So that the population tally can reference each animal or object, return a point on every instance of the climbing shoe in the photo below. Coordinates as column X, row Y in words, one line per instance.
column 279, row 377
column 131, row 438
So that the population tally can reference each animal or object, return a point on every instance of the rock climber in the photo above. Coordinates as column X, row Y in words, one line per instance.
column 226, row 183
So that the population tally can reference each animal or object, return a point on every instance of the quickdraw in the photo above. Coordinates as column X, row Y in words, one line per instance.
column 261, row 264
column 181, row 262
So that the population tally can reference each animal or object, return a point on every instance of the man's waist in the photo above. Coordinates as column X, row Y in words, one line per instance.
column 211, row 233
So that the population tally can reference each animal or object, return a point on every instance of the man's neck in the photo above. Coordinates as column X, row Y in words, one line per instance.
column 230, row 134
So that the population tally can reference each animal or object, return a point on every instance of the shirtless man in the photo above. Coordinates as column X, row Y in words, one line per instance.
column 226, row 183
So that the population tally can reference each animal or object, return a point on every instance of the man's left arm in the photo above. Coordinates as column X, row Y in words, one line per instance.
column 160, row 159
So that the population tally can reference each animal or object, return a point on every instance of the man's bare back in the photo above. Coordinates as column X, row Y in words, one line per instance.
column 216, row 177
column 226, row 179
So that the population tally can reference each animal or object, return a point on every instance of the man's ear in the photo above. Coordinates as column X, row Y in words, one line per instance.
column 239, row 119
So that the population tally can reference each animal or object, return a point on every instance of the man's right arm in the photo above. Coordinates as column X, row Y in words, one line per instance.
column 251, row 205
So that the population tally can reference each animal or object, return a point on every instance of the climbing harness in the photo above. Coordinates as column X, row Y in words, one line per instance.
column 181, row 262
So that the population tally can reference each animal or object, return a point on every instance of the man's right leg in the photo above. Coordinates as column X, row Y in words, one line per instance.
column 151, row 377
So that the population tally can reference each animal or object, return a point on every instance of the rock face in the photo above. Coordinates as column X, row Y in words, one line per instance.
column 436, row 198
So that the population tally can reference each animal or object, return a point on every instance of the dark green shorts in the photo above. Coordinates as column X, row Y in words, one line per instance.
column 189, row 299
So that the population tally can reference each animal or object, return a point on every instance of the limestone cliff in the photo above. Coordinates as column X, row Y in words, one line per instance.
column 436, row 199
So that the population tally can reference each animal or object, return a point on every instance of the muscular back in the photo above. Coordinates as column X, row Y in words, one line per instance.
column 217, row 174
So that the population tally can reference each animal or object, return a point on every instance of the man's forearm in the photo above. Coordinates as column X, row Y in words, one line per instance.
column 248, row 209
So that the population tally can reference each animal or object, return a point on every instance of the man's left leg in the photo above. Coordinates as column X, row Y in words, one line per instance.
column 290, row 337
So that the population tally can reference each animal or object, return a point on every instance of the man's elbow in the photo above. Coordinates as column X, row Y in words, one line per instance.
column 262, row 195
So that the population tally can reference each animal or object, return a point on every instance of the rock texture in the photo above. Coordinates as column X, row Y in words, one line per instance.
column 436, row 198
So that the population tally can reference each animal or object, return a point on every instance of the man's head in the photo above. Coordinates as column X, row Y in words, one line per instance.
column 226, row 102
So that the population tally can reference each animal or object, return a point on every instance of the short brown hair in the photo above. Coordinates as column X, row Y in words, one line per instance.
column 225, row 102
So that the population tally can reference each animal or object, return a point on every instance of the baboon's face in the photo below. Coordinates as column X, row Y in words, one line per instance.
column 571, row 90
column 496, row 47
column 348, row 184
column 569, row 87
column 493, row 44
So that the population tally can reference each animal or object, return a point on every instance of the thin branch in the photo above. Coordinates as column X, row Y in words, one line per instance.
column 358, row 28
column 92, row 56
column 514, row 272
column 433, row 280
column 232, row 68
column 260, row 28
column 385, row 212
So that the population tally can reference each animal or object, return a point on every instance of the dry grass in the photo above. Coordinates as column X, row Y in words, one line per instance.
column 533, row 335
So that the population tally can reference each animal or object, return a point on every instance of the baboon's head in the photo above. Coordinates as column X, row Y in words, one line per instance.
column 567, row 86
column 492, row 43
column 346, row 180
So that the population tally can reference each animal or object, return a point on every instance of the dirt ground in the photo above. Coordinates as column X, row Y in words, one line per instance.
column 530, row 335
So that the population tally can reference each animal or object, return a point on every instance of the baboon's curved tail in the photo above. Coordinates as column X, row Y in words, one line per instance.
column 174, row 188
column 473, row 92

-------

TASK OBJECTIVE — Every entry is to be repeated exactly as it stands.

REPLY TO THE EXERCISE —
So that the population tally can reference each animal or object, return a point on every instance of the climbing shoe in the photo below. Coordinates as column X, row Y in words, one line per instance.
column 279, row 377
column 131, row 438
So that the population tally can reference each animal or object, return a point on every instance of the rock climber in the photo above. Coordinates as column X, row Y in words, one line per instance.
column 226, row 183
So that the population tally can reference each animal or object, return a point on every instance of the quickdraw in the photo above. Coordinates as column X, row Y in words, one line per instance.
column 261, row 264
column 181, row 262
So that the population tally can reference each animal or object, return a point on every instance of the man's waist in the photo above. Coordinates as column X, row Y in words, one line per instance.
column 211, row 233
So that the population tally can reference each animal or object, return a point on every instance of the man's neck in the photo above. Coordinates as column X, row Y in words, one line per instance.
column 230, row 134
So that the population tally can reference each animal or object, return a point on every instance of the shirtless man in the photo above. Coordinates as column X, row Y in words, one line per instance.
column 226, row 183
So that the population tally can reference each animal or object, return a point on every instance of the man's left arm in the photo above. Coordinates as column X, row Y in words, one line per instance.
column 160, row 159
So that the population tally can reference each animal or object, return a point on every instance of the man's bare back in the photo above. Coordinates as column X, row Y in words, one line per instance.
column 216, row 177
column 226, row 179
So that the population tally can reference each animal or object, return a point on every instance of the man's ear in the photo above. Coordinates as column X, row Y in words, one line per instance.
column 239, row 119
So that the population tally can reference each animal or object, return a point on every instance of the man's right arm in the photo above. Coordinates as column X, row Y in words, one line per instance.
column 251, row 205
So that the population tally can reference each animal or object, return a point on every instance of the climbing harness in the photo above. Coordinates as column X, row Y in words, one line per instance.
column 181, row 262
So that the population tally can reference each animal or object, return a point on every instance of the man's right leg in the photo above. Coordinates as column X, row Y in words, one line per instance.
column 151, row 377
So that the population tally can reference each animal or object, return a point on every instance of the rock face in the photo above. Coordinates as column X, row Y in words, one line per instance.
column 436, row 198
So that the population tally can reference each animal or object, return a point on every instance of the dark green shorts in the photo above. Coordinates as column X, row Y in words, one line per instance.
column 189, row 299
So that the population tally can reference each animal or object, return a point on every instance of the limestone cliff in the photo above. Coordinates as column X, row Y in words, one line per instance.
column 436, row 199
So that the population tally can reference each animal or object, return a point on every instance of the muscular back in the photo above. Coordinates as column X, row Y in words, one line per instance.
column 217, row 174
So that the population tally can reference each animal or object, return a point on every instance of the man's forearm in the photo above. Coordinates as column X, row Y in words, one line per instance.
column 248, row 209
So that the population tally can reference each animal or object, return a point on every instance of the man's left leg in the photo above. Coordinates as column X, row Y in words, one line per instance.
column 290, row 337
So that the population tally can reference each animal or object, return a point on every instance of the man's elbow in the photo above. Coordinates as column X, row Y in words, one line per instance.
column 262, row 195
So that the population tally can reference each animal or object, return a point on every instance of the rock texture in the photo above. Coordinates as column X, row Y in words, one line per instance.
column 436, row 198
So that the population tally can reference each animal or object, return a point on every instance of the man's head in the photo above. Coordinates as column X, row Y in words, one line per instance.
column 226, row 102
So that the population tally can reference each animal or object, return a point on every instance of the short brown hair in the photo above. Coordinates as column X, row Y in words, one line per instance.
column 225, row 102
So that the population tally can reference each animal or object, return a point on every instance of the baboon's face in the photo below. Coordinates as column X, row Y in words, one line per instance.
column 571, row 90
column 496, row 47
column 348, row 184
column 569, row 87
column 493, row 44
So that the population tally can reference each animal or object, return a point on every instance of the thin branch in the photo above. Coordinates as column X, row Y in words, one line per instance.
column 358, row 28
column 92, row 56
column 514, row 272
column 433, row 280
column 232, row 68
column 260, row 28
column 385, row 212
So that the population tally can reference each animal or object, return a point on every instance of the dry grass in the photo above. Coordinates as column X, row Y in words, one line per instance.
column 533, row 335
So that the population tally can reference each animal or object, return a point on every instance of the baboon's head in the photo above. Coordinates as column X, row Y in words, one line per instance.
column 567, row 86
column 492, row 43
column 346, row 180
So that the population tally can reference each animal or object, return a point on every instance of the dirt ground in the photo above. Coordinates as column X, row Y in words, one line per instance.
column 530, row 335
So that the population tally can reference each animal or object, return a point on every instance of the baboon's curved tail in the photo above. Coordinates as column X, row Y in words, one line per instance.
column 174, row 188
column 473, row 92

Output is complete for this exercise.